### Things to do:
• 1. Write out the stretch of the anti-spoofing passage from "At a recent" through "of the systems.", word for word.
• 2. Answer these from the anti-spoofing passage:
(a) Who is leading the research?
(b) Which two forms of biometric identification is the group currently working on very intensely?
(c) Where was the Fifth Conference on Biometric Recognition of Individuals JRBP2010 held?

The field that these researchers are working in is known by its nickname, "anti-spoofing", and basically consists in trying to detect all of the possible attempts at fraud that a biometric system might suffer, especially with regard to an action in which the user presents the biometric proof to the system. "What we are trying to do is detect those attempts so that the system can then act accordingly", explains the head of UC3M's Grupo Universitario de Tecnologías de Identificación (GUTI)(University Identification Technology Group), Raúl Sánchez Reíllo, who is leading this research. This way, if someone used a colored contact lens to recreate a specific iris at an access control point, the system would detect this possible fraud attempt and would indicate to this user that s/he could not use the automatic system and would have to use the manual identification system, with a security agent, for example.
These scientists work on "anti-spoofing" related to most of the forms of biometric identification. In addition, they evaluate the strength of current biometric systems in the face of various types of attacks, and they also create algorithms, devices and collateral techniques and usage policies that avoid and detect these attempts at fraud. " Currently, we are working very intensely on the ocular iris as well as written signatures, although previously we have worked on fingerprints, and in the near future we will be working on facial recognition", comments this professor from UC3M's Electronic Technology Department (Departamento de Tecnología Electrónica de la UC3M), pointing out that the challenges in this field are enormous. The reason: there is a constant struggle between "good" and "evil", in which the latter is constantly trying to find new ways to attack the security of the system. "Let's say that the good guys work to stay a step ahead of those attempts, introducing anti-fraud measures in advance of what the bad guys might come up with ", he reveals.
At a recent scientific conference, the scientists of the GUTI group presented part of their research on sources of noise and the most common falsifications in recognition systems based on iris identification. The article, titled "Estudio de la Casuística de la Muestras de Entrada en los Sistemas de Reconocimiento mediante Iris Ocular" ("A Case Study of the Entrance Samples in Recognition Systems Based on the Ocular Iris") presented at the V Jornadas de Reconocimiento Biométrico de Personas JRBP2010 (Fifth Conference on Biometric Recognition of Individuals JRBP2010) held in Huesca in early September, concluded that the robustness of the recognition algorithm and the inclusion of antifraud mechanisms in it are essential to keeping falsifications such as impressions of photographs of the iris, prostheses, or contact lenses from successfully violating the security of the systems.

### Recorded information:
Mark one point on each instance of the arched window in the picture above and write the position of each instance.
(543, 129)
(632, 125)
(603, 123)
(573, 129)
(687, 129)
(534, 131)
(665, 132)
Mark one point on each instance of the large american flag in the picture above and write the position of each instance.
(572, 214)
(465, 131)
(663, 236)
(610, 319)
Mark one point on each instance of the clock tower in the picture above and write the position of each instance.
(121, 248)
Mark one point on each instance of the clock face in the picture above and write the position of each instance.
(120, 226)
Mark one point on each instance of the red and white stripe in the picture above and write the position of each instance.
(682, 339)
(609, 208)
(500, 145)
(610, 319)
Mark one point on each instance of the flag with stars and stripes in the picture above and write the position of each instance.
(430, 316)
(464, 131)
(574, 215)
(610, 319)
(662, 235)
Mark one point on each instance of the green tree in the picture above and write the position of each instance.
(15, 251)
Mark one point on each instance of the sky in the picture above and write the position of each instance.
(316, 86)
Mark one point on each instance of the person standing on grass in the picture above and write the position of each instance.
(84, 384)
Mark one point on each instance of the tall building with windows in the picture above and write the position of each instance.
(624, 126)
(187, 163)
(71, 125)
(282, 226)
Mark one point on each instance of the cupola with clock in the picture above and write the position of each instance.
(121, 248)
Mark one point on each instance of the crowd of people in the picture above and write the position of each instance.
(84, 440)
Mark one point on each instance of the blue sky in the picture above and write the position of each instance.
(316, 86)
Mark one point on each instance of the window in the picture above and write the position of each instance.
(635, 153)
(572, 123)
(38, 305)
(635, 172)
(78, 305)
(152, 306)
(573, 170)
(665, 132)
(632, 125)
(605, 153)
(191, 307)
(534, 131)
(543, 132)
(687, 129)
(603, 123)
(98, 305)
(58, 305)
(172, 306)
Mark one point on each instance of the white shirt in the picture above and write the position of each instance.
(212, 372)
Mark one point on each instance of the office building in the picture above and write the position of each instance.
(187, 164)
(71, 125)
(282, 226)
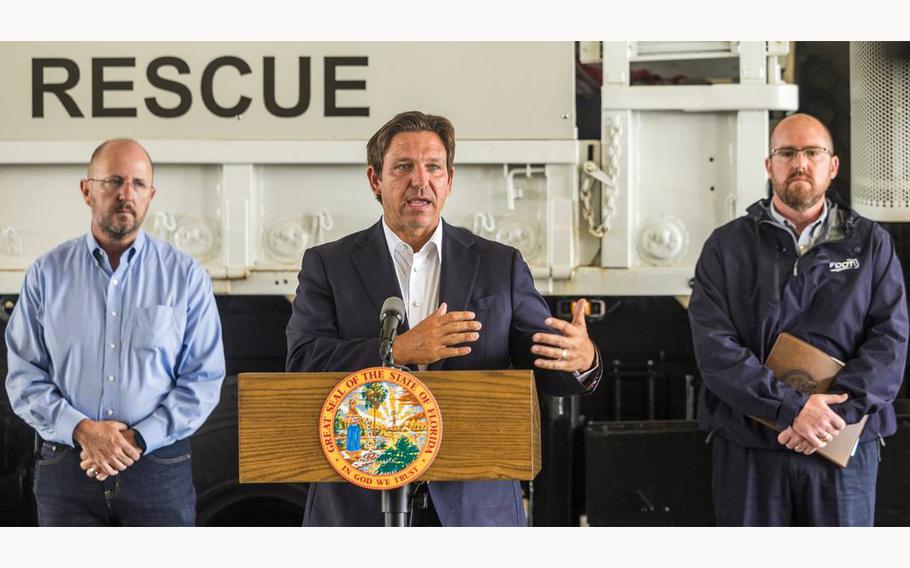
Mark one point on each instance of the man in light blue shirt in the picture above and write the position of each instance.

### Task-by-task solutions:
• 1.
At a recent scientific conference, the scientists of the GUTI group presented part of their research on sources of noise and the most common falsifications in recognition systems based on iris identification. The article, titled "Estudio de la Casuística de la Muestras de Entrada en los Sistemas de Reconocimiento mediante Iris Ocular" ("A Case Study of the Entrance Samples in Recognition Systems Based on the Ocular Iris") presented at the V Jornadas de Reconocimiento Biométrico de Personas JRBP2010 (Fifth Conference on Biometric Recognition of Individuals JRBP2010) held in Huesca in early September, concluded that the robustness of the recognition algorithm and the inclusion of antifraud mechanisms in it are essential to keeping falsifications such as impressions of photographs of the iris, prostheses, or contact lenses from successfully violating the security of the systems.

• 2.
(a) Raúl Sánchez Reíllo
(b) The ocular iris and written signatures
(c) Huesca